-- TASK DATA follows --
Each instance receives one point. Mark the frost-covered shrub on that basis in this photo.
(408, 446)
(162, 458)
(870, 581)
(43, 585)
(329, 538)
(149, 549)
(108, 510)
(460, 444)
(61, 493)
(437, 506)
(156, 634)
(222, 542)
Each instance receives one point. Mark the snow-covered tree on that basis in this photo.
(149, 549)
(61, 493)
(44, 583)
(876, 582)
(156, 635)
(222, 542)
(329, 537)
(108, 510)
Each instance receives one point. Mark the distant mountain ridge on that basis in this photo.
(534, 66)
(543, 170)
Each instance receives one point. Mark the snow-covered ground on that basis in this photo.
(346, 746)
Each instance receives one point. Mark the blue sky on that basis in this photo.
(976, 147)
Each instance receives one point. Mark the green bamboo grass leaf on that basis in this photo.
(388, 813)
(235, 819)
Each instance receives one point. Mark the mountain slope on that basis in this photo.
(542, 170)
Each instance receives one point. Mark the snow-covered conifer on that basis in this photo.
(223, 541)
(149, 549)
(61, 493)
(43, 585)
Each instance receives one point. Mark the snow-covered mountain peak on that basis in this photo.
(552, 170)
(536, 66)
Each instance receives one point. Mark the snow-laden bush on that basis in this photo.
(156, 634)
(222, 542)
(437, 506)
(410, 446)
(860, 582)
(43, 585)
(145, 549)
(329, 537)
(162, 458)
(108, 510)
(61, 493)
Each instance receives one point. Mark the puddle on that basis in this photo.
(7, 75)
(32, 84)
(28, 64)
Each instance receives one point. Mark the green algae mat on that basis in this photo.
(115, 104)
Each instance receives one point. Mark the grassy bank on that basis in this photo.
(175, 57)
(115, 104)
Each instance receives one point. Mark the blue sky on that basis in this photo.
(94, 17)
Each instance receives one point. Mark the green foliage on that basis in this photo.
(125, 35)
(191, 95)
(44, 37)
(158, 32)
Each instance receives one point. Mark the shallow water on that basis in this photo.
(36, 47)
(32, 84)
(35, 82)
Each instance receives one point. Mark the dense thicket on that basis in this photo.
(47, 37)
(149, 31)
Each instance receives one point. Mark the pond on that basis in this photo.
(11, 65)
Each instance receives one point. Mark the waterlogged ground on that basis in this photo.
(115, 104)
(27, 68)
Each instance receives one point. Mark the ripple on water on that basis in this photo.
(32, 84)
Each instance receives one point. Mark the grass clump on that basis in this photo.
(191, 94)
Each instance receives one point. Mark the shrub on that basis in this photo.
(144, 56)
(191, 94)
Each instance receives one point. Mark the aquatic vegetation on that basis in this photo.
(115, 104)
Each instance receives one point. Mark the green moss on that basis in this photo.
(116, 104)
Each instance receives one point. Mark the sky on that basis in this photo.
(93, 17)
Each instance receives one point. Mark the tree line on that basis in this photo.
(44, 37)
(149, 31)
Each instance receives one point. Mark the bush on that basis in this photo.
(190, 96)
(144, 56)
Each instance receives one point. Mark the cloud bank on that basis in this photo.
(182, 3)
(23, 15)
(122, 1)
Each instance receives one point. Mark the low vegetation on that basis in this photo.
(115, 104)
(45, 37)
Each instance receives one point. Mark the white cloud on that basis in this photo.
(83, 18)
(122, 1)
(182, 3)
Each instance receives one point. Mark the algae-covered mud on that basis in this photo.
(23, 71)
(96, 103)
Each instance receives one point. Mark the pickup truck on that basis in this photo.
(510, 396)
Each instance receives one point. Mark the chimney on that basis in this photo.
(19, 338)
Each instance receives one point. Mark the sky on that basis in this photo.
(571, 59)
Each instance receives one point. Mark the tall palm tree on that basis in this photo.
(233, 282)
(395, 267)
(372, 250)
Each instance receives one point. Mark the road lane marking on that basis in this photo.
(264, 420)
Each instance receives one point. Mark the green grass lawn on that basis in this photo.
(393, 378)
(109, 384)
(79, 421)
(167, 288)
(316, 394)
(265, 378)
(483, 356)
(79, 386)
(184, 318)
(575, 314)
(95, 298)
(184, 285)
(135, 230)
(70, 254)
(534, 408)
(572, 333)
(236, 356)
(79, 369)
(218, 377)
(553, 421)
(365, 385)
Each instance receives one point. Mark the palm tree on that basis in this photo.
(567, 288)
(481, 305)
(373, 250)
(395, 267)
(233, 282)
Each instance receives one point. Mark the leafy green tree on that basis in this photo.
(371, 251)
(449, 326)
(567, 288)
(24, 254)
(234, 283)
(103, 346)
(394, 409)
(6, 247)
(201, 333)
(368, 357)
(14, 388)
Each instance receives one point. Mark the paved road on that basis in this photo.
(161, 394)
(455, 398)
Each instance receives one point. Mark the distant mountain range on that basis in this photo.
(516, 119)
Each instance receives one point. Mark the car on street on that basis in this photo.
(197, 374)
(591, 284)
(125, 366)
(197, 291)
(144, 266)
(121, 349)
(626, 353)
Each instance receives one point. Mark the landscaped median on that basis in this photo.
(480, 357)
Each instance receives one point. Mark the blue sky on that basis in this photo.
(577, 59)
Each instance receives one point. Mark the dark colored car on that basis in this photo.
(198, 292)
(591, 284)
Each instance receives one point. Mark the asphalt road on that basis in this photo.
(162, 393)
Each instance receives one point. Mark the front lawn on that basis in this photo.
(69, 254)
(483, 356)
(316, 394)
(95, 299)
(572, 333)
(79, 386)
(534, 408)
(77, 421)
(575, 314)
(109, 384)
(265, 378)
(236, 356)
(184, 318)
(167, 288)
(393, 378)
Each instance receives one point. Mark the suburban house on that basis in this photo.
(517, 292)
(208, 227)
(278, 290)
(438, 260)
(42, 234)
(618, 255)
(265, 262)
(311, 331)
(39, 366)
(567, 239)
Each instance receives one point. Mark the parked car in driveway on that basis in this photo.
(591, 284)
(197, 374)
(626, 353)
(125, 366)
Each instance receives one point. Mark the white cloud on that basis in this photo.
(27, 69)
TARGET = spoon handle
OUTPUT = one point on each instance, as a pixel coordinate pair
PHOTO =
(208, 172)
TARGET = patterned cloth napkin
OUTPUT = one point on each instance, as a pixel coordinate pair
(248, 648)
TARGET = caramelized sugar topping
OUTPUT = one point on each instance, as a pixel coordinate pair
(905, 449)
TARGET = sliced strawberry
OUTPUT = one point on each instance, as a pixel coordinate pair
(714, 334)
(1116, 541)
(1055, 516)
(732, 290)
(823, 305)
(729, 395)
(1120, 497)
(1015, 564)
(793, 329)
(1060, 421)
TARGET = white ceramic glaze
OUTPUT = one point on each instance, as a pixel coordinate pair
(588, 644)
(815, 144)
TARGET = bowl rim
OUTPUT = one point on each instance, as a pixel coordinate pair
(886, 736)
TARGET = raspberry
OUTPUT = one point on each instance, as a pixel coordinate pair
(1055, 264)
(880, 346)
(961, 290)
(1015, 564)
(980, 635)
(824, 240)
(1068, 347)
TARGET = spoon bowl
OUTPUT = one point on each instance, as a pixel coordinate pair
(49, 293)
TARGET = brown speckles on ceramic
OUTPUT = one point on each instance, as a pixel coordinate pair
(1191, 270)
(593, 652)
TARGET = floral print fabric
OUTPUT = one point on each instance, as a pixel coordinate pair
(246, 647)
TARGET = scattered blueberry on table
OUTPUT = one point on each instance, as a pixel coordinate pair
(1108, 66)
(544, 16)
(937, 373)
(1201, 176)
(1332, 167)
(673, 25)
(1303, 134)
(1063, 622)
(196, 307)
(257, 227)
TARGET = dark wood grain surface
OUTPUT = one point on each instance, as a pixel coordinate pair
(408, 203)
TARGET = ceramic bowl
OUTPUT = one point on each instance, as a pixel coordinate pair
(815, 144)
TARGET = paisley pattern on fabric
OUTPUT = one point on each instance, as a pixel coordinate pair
-- TASK DATA concluded --
Write the entries out again verbatim, every one of them.

*TASK ANSWER*:
Each instance receives one point. Mark the frost-covered shrub on that basis in this photo.
(408, 446)
(162, 458)
(870, 581)
(43, 585)
(329, 538)
(149, 549)
(108, 510)
(460, 444)
(61, 493)
(437, 506)
(156, 634)
(222, 542)
Each instance receives one point. Mark the snow-covered tree on that basis in this photo.
(149, 549)
(61, 493)
(44, 583)
(876, 582)
(156, 635)
(222, 542)
(329, 537)
(108, 510)
Each instance receives one point. Mark the distant mountain ridge on that basis in this photo.
(534, 66)
(543, 170)
Each instance receives one point. Mark the snow-covered ground on that basis in this photo.
(346, 746)
Each instance receives one point. Mark the blue sky on that basis in this photo.
(976, 147)
Each instance receives one point. Mark the green bamboo grass leaf on that basis in this photo.
(388, 813)
(235, 819)
Each instance receives one point. Mark the mountain slope on that basis in this photo.
(542, 170)
Each instance receives one point. Mark the snow-covered conifer on that basis in this photo.
(223, 541)
(149, 549)
(61, 493)
(43, 585)
Each instance receives one point. Mark the snow-covered mountain peak on that basis in this photo.
(552, 170)
(536, 66)
Each instance receives one point. Mark the snow-laden bush on that basis in this photo.
(156, 634)
(222, 542)
(437, 506)
(410, 446)
(860, 582)
(43, 585)
(145, 549)
(329, 537)
(162, 458)
(108, 510)
(61, 493)
Each instance receives one point. Mark the puddle on that basis in this photo.
(7, 75)
(32, 84)
(28, 64)
Each instance receives one point. Mark the green algae mat on that basis in this photo.
(115, 104)
Each instance receives one point. Mark the grassy bank on that basis in this photo.
(175, 57)
(115, 104)
Each instance receives one point. Mark the blue sky on that basis in this photo.
(94, 17)
Each instance receives one point. Mark the green foliage on that basis in this photo.
(125, 35)
(191, 95)
(44, 37)
(158, 32)
Each instance receives one point. Mark the shallow water on that basis in this photo.
(36, 47)
(32, 84)
(35, 82)
Each instance receives one point. Mark the dense thicket on that basis in this photo.
(47, 37)
(149, 31)
Each instance receives one point. Mark the pond on that basis in this photo.
(11, 65)
Each instance receives one point. Mark the waterlogged ground on that basis in this photo.
(115, 104)
(27, 68)
Each instance receives one point. Mark the ripple on water on that basis in this photo.
(32, 84)
Each instance receives one point. Mark the grass clump on that basis in this photo.
(191, 94)
Each instance receives one point. Mark the shrub on that basis in this photo.
(144, 56)
(191, 94)
Each instance receives one point. Mark the aquatic vegetation on that basis in this photo.
(115, 104)
Each instance receives one point. Mark the green moss on that basis in this photo.
(116, 104)
Each instance receives one point. Mark the sky on that basis in this photo.
(93, 17)
Each instance receives one point. Mark the tree line on that basis in this photo.
(44, 37)
(149, 31)
Each instance receives one point. Mark the bush on that basis in this photo.
(190, 96)
(144, 56)
Each instance receives one point. Mark the cloud bank on that basis in this photo.
(182, 3)
(23, 15)
(122, 1)
Each instance receives one point. Mark the low vegetation on that basis in this photo.
(115, 104)
(45, 37)
Each instance receives one point. Mark the white cloud on that basis in this photo.
(83, 18)
(122, 1)
(182, 3)
Each instance receives one point. Mark the algae-covered mud on that basis in this photo.
(23, 71)
(96, 103)
Each instance receives one point. Mark the pickup truck on that basis in this photo.
(510, 396)
Each instance receives one point. Mark the chimney on that basis in this photo.
(19, 338)
Each instance receives one point. Mark the sky on that basis in this photo.
(571, 59)
Each instance receives one point. Mark the tall palm tree on that basis in this photo.
(233, 282)
(395, 267)
(372, 250)
Each instance receives one point. Mark the road lane marking on that basis in this photo.
(264, 420)
Each instance receives one point. Mark the green grass lawn on that basis in this photo.
(393, 378)
(109, 384)
(79, 421)
(167, 288)
(316, 394)
(265, 378)
(483, 356)
(79, 386)
(184, 318)
(575, 314)
(95, 298)
(184, 285)
(135, 230)
(70, 254)
(534, 408)
(572, 333)
(236, 356)
(79, 369)
(218, 377)
(553, 421)
(365, 385)
Each instance receives one point. Mark the palm tree on that basis in this photo.
(567, 288)
(481, 305)
(373, 250)
(395, 267)
(233, 282)
Each instance receives one point. Mark the leafy green tree on that basis in this photo.
(371, 251)
(449, 326)
(567, 288)
(24, 254)
(234, 283)
(103, 346)
(394, 409)
(6, 247)
(201, 333)
(368, 357)
(14, 388)
Each instance receives one point. Mark the paved road on that basis in this photo.
(161, 394)
(455, 398)
Each instance receives one point. Mark the distant mountain range on that basis in this photo.
(516, 119)
Each instance receives one point. Mark the car on street on that basis in this photo.
(197, 374)
(591, 284)
(125, 366)
(197, 291)
(144, 266)
(121, 349)
(626, 353)
Each instance receives one point. Mark the landscaped median on that basis in this photo.
(480, 357)
Each instance receives one point. Mark the blue sky on that basis in this photo.
(577, 59)
Each instance receives one point. Mark the dark colored car on that basis in this photo.
(198, 292)
(591, 284)
Each instance receives one point. Mark the asphalt road on that basis in this photo.
(162, 393)
Each instance receives one point. Mark the front lawn on that basis in this photo.
(69, 254)
(483, 356)
(316, 394)
(95, 299)
(572, 333)
(79, 386)
(534, 408)
(77, 421)
(575, 314)
(109, 384)
(265, 378)
(236, 356)
(184, 318)
(167, 288)
(393, 378)
Each instance receives one point. Mark the suburban house on that basis in this photo.
(517, 292)
(208, 227)
(278, 290)
(438, 260)
(42, 234)
(618, 255)
(265, 262)
(311, 331)
(39, 366)
(567, 239)
Each instance receives one point. Mark the parked car in driveway on that basis in this photo.
(591, 284)
(197, 374)
(626, 353)
(125, 366)
Each instance receives one point. Mark the white cloud on that basis in this photo.
(27, 69)
TARGET = spoon handle
OUTPUT = one point on each instance, as a pixel coordinate pair
PHOTO =
(208, 172)
TARGET = patterned cloth napkin
OUTPUT = one point on each instance, as a pixel coordinate pair
(248, 648)
TARGET = caramelized sugar topping
OUTPUT = one point on each instance, as a pixel coordinate pair
(905, 449)
TARGET = sliced strawberry
OUTPUT = one point on each instance, as a pixel coordinate pair
(714, 334)
(1116, 541)
(1055, 516)
(732, 290)
(823, 305)
(729, 395)
(1120, 497)
(1015, 564)
(793, 329)
(1060, 421)
TARGET = white ceramic glaze
OUTPUT = one point on each instance, as a pixel coordinate pair
(588, 644)
(815, 144)
TARGET = bowl rim
OUTPUT = one point on each instance, as a pixel coordinate pair
(886, 736)
TARGET = raspberry
OUTPUT = one point on each instance, as a pixel coordinate pair
(1055, 264)
(880, 346)
(961, 290)
(1015, 564)
(980, 635)
(824, 240)
(1068, 347)
TARGET = spoon bowl
OUTPUT = one point on each instance, as a pixel coordinate pair
(49, 293)
TARGET = brown speckles on ceramic
OUTPUT = one point on each instance, as a pixel coordinate pair
(1191, 270)
(593, 652)
TARGET = floral print fabric
OUTPUT = one point on each instance, as a pixel coordinate pair
(246, 647)
TARGET = scattered blueberry on table
OUTPUT = one point on each instance, as a pixel coordinate pair
(1108, 66)
(544, 16)
(937, 373)
(1201, 176)
(1332, 167)
(673, 25)
(1303, 134)
(1063, 622)
(196, 307)
(257, 227)
TARGET = dark wood grain surface
OUTPUT = one point on each instance, as a pixel coordinate pair
(408, 203)
TARGET = ceramic bowl
OUTPUT = one point on each instance, as a pixel coordinate pair
(815, 144)
TARGET = paisley pattern on fabric
OUTPUT = one point on each instance, as a pixel coordinate pair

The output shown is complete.